# SOURCE PASSAGE:
-.-.-

The world is in a crisis mode due to the COVID-19 pandemic. Many medical research institutions and biopharmaceutical companies around the world are seeking solutions, which include devoting massive assets towards these goals. Before spelling out any concerns, suffice it to say that resources spent in areas of high visibility may not necessarily translate to clinical success, while experimental visions outside the traditional medical mindset for treating critical symptoms of COVID-19 can go unnoticed.
For example, considerable energies have been allocated to the building of ventilators. The alarm has been sounded on the shortage and the need to mobilize for increased manufacture of these breathing apparatus. For the moment we need only point out that ventilators can be life saving devices and critical elements in healthcare delivery. However, building hundreds of thousands of these devices may only yield marginal benefit. Despite critical care application, less than half of the patients put on ventilation support survive. Depending on circumstances, as many as 80% of ICU patients on ventilator support may perish, and many of those will succumb with sequalae related to extended anesthesia and hospitalization.
A major triumph in this global crisis will come when we can properly control edema and inflammation in the lung, which is responsible for the acute respiratory distress at advanced stages of the disease. Accordingly, with such intervention patients could be managed without overburdening the healthcare infrastructure, their disease progression blunted, and their chances of survival significantly improved.
This most recently published review ( https://doi.org/10.1016/j.medidd.2020.100033 ) looks at the tantalizing possibility of TRPV1 (The transient receptor potential cation channel subfamily V member 1, also known as the capsaicin receptor or the vanilloid receptor 1) playing a substantial role in the prognosis of viral infections and in particular with COVID-19. Preclinical data suggest, and the authors posit, that COVID-19 pulmonary changes are linked to a strong immune response and an inability to ablate or dampen the immune response. Available data also indicate that inhibition of afferent activity in particular removal of TRPV1+ afferent fibers from the lung and airways can have a beneficial action on the compromised lung function and clearance of infection. Moreover, inactivation of the TRPV1+ innervation could also be "beneficial for the prevention or treatment of ventilator-associated lung injury".
Identifying a drug that could reduce the immune response in a highly specific manner is challenging and would seem forbidding. Yet, reports have shown that that down regulation or inactivation of TRPV1 nerve fibers can provide a protective pulmonary environment associated with neutrophil infiltration, enhanced T cell responses and bacterial clearance. This enabled logic would lead one to look for therapeutic agents to down regulate the inflammatory response due to TRPV1 activation.

-.-.-

Referring expression data:
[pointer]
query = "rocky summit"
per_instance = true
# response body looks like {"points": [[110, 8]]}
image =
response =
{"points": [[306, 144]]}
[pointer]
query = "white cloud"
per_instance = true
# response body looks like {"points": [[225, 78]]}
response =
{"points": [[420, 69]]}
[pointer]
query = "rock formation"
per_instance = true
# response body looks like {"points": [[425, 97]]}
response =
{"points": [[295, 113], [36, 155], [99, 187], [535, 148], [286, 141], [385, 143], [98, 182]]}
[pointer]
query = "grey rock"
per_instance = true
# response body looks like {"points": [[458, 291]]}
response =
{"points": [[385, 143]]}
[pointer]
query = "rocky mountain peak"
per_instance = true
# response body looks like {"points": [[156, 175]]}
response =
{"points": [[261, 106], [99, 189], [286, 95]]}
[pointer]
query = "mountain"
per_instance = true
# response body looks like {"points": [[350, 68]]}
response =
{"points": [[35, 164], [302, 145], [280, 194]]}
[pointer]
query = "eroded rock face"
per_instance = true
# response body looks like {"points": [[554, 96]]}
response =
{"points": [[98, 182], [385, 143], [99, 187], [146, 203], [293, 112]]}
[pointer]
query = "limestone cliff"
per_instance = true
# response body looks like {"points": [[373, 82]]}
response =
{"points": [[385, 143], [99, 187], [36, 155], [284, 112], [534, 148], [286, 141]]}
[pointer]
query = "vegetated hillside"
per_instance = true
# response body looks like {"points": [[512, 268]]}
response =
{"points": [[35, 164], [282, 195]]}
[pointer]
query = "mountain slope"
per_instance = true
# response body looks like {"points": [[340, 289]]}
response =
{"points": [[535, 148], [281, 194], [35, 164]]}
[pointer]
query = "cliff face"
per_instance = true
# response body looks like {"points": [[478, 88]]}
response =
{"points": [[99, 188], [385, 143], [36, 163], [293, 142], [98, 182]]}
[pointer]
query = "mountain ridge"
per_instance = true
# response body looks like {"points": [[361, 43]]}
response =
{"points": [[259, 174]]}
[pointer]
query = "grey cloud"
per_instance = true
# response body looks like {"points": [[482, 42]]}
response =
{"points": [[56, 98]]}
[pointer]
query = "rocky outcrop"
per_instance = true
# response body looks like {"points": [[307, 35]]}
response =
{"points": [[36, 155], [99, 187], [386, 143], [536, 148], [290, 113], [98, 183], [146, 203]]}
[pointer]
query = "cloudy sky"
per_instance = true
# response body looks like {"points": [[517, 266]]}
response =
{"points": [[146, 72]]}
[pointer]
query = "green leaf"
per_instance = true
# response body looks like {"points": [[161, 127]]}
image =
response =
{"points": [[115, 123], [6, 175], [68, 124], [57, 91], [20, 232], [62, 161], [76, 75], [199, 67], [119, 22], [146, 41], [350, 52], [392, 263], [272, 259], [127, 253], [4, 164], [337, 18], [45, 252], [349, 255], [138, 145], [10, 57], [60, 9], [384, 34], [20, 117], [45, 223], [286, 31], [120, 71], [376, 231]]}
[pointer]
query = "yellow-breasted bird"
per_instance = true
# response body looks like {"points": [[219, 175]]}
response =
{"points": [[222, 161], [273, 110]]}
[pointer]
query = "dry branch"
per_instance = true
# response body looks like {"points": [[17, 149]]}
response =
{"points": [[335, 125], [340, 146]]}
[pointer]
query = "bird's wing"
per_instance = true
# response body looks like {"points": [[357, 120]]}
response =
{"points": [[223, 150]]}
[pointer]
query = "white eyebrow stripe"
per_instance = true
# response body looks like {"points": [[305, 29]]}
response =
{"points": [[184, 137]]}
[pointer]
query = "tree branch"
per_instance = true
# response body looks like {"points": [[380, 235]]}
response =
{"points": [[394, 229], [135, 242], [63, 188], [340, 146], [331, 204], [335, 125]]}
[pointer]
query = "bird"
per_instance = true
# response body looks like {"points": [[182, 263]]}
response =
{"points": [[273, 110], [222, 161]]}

-.-.-

# TASK DIRECTIONS:
Summarize the passage above on COVID-19 and TRPV1 in two sentences.

# SOLUTION:
Building ventilators in large numbers may yield only marginal benefit, since less than half of patients on ventilation support survive, and a major triumph would instead come from controlling the lung edema and inflammation behind acute respiratory distress in advanced COVID-19. A recently published review indicates that inactivating or removing TRPV1+ nerve fibers in the lung and airways can benefit compromised lung function and infection clearance, which points toward therapeutic agents that down regulate the inflammatory response due to TRPV1 activation.